> **What is asked**: Reproduce all of the data that follows with "even-odd" switched to "nonzero" and nothing else altered. Omit the pictures from your output.
(begin)
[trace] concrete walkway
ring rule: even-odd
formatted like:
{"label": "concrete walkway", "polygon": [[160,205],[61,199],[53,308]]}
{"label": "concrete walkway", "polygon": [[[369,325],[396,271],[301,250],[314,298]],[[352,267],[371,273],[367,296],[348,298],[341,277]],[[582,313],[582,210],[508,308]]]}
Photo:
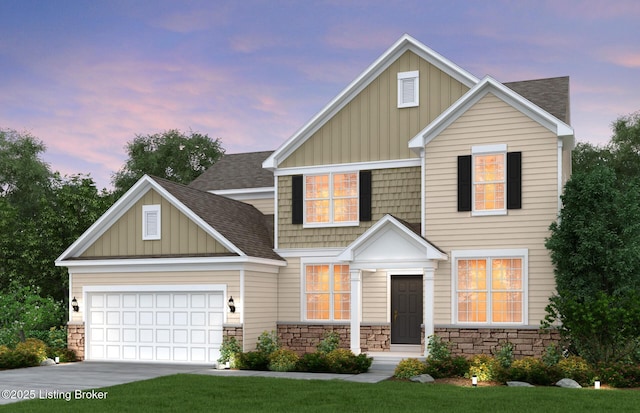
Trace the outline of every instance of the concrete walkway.
{"label": "concrete walkway", "polygon": [[[64,394],[117,384],[148,380],[178,373],[229,377],[277,377],[300,380],[344,380],[378,383],[393,375],[394,358],[374,358],[363,374],[280,373],[273,371],[217,370],[211,365],[160,363],[106,363],[85,361],[47,367],[0,371],[0,405],[24,399],[63,398]],[[62,397],[56,397],[63,395]]]}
(end)
> **Result of this task**:
[trace] concrete walkway
ring rule: nonzero
formatted like:
{"label": "concrete walkway", "polygon": [[160,205],[61,199],[53,308]]}
{"label": "concrete walkway", "polygon": [[[369,325],[396,271],[301,250],[314,298]],[[352,267],[371,273],[367,296],[348,298],[341,277]],[[582,313],[582,210],[508,308]]]}
Photo:
Trace the outline of every instance of the concrete walkway.
{"label": "concrete walkway", "polygon": [[[64,394],[117,384],[148,380],[178,373],[229,377],[277,377],[300,380],[344,380],[378,383],[393,375],[394,358],[374,358],[363,374],[280,373],[273,371],[217,370],[211,365],[160,363],[106,363],[85,361],[47,367],[0,371],[0,405],[24,399],[63,398]],[[62,397],[56,397],[63,395]]]}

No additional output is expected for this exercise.